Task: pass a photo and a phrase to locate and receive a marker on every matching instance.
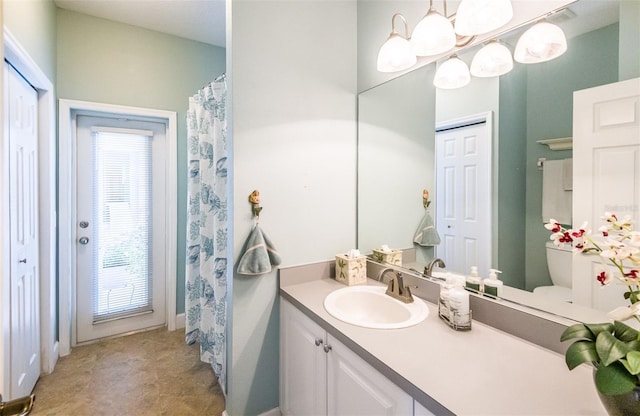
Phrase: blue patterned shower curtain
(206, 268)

---

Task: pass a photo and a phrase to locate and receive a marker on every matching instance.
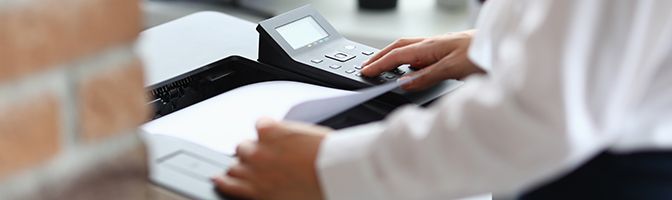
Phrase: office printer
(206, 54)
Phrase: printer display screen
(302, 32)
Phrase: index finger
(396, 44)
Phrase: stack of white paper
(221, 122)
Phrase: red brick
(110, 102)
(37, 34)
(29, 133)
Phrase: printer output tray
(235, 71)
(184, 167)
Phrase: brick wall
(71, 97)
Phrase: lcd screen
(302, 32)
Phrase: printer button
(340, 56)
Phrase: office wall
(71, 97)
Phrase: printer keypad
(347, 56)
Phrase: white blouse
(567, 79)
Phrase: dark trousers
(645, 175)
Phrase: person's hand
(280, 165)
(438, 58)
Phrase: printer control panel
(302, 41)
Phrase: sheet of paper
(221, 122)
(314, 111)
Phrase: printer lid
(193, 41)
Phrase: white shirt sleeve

- _Task_
Reproduce the stretch of the listing from the line containing "Phrase: printer button" through the line containing "Phrase: white shirt sleeve", substituting "cream" for "white" and leaving everything else unchanged.

- _Result of this exercise_
Phrase: printer button
(340, 56)
Phrase: office wall
(71, 97)
Phrase: printer keypad
(347, 56)
Phrase: cream blouse
(567, 79)
Phrase: dark trousers
(645, 175)
Phrase: person's hand
(280, 165)
(438, 58)
Phrase: printer control panel
(302, 41)
Phrase: sheet of paper
(221, 122)
(314, 111)
Phrase: printer lid
(193, 41)
Phrase: cream shirt sleeve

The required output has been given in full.